#### 任务目标:
返回下面记录中所有含有单词“bicycle”的行。匹配时区分大小写。

#### 待处理材料:
-=-=-=-=-
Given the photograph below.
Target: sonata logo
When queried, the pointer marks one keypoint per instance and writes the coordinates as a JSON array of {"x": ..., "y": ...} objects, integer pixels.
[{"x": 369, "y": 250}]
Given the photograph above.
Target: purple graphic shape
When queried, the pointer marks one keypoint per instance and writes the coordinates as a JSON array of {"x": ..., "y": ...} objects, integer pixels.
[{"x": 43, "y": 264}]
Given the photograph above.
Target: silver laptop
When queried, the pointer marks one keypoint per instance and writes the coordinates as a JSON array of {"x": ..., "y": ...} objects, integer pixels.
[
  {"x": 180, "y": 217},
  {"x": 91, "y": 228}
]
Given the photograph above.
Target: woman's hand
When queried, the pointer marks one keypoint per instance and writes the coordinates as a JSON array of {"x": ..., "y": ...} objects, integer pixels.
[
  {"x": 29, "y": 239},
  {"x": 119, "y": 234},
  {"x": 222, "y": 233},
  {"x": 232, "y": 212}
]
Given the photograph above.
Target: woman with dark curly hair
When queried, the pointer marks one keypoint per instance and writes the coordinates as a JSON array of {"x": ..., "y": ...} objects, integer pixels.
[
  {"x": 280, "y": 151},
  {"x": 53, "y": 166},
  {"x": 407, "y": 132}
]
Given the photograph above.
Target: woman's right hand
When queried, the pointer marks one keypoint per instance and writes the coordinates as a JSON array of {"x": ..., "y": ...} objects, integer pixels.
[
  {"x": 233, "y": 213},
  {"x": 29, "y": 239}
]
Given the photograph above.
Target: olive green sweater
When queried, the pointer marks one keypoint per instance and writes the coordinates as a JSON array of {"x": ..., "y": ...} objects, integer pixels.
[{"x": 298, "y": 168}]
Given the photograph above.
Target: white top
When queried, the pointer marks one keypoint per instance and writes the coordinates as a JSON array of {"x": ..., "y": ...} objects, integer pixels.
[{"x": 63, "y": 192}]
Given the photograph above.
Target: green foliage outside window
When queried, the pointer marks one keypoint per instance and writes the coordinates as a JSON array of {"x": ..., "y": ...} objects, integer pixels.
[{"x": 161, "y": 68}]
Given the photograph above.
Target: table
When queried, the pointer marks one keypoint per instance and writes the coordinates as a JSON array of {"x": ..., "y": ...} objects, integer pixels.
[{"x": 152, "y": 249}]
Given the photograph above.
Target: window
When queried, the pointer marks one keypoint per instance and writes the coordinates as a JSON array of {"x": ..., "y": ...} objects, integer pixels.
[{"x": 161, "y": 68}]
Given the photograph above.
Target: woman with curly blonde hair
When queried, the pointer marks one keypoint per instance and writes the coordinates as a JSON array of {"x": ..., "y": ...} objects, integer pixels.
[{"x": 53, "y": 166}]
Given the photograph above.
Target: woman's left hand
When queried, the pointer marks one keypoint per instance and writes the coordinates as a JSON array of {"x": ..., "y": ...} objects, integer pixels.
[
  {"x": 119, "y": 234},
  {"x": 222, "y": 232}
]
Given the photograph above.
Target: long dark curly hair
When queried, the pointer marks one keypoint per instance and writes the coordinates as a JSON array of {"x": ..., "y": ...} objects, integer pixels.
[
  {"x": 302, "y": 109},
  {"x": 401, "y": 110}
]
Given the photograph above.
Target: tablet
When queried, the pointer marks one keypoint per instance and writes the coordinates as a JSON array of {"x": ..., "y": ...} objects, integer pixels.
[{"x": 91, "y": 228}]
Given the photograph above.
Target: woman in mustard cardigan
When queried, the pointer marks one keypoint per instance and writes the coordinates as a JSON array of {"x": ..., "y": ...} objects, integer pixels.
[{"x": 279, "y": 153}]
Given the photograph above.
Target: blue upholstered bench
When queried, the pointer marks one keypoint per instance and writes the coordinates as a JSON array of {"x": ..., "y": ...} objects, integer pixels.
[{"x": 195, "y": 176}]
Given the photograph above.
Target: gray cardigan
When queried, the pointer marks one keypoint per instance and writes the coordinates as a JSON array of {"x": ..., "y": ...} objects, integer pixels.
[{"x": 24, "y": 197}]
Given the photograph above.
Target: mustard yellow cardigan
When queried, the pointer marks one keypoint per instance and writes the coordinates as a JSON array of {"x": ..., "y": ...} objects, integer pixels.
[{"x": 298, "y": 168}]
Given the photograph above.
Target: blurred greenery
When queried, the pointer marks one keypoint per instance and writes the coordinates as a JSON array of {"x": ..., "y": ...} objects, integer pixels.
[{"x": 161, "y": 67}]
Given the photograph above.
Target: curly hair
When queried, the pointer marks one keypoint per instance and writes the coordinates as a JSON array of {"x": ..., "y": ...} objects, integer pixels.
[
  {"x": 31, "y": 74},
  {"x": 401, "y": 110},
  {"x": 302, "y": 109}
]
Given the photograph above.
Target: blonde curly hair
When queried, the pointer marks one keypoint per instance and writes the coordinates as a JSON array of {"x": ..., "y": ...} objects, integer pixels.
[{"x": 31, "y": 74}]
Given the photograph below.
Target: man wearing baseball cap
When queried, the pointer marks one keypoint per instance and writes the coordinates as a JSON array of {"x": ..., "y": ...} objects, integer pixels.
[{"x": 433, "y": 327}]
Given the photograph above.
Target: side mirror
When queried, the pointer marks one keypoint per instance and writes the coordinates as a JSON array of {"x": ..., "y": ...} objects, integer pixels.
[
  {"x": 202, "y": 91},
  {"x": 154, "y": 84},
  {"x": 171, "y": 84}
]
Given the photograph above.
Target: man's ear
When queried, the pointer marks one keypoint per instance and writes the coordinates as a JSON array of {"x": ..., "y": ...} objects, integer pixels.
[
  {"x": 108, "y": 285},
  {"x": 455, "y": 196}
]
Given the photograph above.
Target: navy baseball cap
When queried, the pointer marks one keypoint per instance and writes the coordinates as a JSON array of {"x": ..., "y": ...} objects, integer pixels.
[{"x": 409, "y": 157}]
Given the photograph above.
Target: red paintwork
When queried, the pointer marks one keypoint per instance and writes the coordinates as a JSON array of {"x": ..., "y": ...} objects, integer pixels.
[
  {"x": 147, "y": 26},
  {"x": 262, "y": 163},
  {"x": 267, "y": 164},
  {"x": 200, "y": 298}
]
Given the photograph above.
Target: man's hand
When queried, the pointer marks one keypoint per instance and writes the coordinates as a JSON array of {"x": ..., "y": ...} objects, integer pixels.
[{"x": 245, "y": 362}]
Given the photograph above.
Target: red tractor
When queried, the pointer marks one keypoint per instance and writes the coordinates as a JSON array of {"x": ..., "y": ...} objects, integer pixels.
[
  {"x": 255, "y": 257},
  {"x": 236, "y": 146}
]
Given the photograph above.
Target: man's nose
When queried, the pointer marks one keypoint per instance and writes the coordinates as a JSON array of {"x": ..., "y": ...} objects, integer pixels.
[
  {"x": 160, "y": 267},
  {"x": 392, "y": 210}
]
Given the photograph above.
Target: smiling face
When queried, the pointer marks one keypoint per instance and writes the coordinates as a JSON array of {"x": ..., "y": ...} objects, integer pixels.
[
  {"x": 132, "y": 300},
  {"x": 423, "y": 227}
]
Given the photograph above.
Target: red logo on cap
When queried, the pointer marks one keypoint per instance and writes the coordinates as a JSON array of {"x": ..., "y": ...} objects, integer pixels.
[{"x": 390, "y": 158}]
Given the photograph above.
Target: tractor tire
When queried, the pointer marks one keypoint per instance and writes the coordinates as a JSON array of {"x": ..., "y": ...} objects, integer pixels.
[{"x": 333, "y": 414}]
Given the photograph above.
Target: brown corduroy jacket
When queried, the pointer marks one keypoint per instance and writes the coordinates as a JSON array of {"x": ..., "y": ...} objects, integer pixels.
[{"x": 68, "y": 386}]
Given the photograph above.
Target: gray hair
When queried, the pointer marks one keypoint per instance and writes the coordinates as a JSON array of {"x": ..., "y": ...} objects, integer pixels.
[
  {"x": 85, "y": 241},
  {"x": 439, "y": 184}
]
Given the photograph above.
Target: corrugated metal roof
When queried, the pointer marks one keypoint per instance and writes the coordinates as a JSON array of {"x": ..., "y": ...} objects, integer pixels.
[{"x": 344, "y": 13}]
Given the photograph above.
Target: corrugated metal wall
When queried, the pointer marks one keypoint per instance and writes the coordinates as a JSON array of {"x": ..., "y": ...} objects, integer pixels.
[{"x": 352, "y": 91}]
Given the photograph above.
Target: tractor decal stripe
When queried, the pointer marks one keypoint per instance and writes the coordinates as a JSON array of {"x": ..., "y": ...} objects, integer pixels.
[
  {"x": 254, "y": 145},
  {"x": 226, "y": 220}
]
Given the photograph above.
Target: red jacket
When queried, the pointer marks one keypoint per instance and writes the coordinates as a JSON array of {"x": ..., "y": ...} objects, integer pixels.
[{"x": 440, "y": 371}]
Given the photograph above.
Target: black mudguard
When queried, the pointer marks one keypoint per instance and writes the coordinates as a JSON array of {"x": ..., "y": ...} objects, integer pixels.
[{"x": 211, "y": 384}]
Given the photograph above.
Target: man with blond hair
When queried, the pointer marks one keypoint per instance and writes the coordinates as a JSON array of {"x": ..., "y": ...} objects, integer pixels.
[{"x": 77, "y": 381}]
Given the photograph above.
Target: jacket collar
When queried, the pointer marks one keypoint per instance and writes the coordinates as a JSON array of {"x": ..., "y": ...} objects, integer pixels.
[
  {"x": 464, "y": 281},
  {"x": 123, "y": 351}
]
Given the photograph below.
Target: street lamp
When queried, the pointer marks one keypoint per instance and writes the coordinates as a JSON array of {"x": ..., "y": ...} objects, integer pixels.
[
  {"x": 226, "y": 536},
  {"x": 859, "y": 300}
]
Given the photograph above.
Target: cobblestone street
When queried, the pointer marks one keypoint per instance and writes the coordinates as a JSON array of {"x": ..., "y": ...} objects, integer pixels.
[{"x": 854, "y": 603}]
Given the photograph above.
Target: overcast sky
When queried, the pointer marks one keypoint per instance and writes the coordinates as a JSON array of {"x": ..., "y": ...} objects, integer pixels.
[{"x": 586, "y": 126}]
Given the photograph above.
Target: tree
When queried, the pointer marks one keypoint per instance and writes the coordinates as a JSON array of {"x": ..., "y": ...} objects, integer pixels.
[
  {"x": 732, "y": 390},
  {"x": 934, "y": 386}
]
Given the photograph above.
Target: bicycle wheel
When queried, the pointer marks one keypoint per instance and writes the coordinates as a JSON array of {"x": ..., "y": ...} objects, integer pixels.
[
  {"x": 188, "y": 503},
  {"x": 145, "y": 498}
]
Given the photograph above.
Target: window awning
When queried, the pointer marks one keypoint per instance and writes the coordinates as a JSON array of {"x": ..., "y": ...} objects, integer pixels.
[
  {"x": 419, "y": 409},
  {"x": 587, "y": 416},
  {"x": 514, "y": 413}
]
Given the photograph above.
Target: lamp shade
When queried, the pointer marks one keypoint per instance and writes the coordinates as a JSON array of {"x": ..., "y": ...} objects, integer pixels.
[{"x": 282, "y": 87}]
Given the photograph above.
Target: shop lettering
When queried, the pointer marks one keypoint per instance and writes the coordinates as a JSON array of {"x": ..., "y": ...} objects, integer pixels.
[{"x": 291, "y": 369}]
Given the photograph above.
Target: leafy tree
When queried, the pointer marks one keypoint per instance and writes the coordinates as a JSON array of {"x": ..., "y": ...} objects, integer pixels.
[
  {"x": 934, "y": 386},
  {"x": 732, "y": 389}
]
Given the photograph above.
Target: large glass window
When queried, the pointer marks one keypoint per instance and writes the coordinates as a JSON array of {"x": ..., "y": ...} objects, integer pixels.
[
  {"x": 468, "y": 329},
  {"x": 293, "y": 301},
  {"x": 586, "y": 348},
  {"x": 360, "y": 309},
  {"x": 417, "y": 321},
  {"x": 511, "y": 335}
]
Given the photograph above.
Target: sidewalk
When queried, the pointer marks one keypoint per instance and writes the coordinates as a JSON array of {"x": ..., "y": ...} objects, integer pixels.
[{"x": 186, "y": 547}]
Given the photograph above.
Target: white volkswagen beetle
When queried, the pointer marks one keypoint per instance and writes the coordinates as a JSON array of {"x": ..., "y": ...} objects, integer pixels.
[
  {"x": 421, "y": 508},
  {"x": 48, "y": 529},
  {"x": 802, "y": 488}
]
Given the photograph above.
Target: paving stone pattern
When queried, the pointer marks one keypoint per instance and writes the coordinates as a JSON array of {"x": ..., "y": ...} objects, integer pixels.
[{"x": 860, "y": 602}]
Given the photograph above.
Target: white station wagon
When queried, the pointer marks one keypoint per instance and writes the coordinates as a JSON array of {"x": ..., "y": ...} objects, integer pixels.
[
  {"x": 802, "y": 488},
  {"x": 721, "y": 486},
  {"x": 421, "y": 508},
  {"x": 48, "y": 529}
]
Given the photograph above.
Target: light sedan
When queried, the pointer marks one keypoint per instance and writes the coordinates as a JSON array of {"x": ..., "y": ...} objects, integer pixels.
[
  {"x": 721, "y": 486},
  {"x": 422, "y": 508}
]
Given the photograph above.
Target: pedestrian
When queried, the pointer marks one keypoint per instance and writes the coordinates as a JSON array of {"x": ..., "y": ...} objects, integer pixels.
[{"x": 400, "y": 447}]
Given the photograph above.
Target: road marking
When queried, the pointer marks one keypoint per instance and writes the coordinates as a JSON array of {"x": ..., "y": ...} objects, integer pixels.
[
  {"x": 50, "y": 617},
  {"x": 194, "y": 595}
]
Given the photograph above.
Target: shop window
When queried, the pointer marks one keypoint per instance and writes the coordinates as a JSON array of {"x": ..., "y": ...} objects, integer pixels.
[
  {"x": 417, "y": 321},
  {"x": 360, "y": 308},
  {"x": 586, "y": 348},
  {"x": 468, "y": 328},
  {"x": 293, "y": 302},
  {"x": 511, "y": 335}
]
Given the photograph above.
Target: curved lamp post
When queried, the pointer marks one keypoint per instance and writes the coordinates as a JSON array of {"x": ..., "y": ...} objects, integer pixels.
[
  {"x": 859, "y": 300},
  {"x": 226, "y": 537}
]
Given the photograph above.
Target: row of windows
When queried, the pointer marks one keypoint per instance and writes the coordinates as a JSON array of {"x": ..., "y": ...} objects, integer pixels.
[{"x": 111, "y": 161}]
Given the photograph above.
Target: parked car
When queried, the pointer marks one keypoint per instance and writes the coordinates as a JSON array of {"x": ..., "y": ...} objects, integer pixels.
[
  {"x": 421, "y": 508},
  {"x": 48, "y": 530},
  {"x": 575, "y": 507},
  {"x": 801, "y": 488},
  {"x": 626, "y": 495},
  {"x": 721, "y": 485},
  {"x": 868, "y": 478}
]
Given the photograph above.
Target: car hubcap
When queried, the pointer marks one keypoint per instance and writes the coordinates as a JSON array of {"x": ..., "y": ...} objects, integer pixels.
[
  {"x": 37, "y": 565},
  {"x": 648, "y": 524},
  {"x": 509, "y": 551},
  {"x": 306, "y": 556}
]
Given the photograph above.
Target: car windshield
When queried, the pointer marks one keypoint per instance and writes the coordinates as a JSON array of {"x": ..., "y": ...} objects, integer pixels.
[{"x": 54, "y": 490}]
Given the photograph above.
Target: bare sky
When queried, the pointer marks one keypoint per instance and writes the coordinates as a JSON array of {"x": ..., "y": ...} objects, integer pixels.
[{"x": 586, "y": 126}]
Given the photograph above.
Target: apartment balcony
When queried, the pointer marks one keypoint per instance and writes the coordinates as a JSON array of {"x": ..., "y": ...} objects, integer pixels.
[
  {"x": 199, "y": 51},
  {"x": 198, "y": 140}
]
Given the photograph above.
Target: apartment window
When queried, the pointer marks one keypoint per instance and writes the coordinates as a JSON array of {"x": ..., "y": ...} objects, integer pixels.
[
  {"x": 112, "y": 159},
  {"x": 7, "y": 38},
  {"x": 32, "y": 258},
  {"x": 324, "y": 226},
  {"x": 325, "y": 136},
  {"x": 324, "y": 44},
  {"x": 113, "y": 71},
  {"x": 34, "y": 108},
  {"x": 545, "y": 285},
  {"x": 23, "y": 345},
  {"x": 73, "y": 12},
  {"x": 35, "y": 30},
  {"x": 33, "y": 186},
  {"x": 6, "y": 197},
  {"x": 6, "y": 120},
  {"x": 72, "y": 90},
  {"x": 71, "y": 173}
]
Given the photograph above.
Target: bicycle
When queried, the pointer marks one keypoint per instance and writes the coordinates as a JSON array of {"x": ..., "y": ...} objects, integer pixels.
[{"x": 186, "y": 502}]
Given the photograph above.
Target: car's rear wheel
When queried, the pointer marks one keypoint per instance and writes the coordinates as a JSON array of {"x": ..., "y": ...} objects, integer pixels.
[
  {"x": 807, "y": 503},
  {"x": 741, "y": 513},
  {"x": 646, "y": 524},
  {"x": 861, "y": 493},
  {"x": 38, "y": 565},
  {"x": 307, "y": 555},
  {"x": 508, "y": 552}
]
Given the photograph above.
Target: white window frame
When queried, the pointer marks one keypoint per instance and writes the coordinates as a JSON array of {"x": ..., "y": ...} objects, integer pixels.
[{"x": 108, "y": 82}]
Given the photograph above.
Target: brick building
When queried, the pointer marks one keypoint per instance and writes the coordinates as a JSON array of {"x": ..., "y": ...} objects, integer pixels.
-=-=-=-=-
#### 已完成练习:
Target: bicycle wheel
Target: bicycle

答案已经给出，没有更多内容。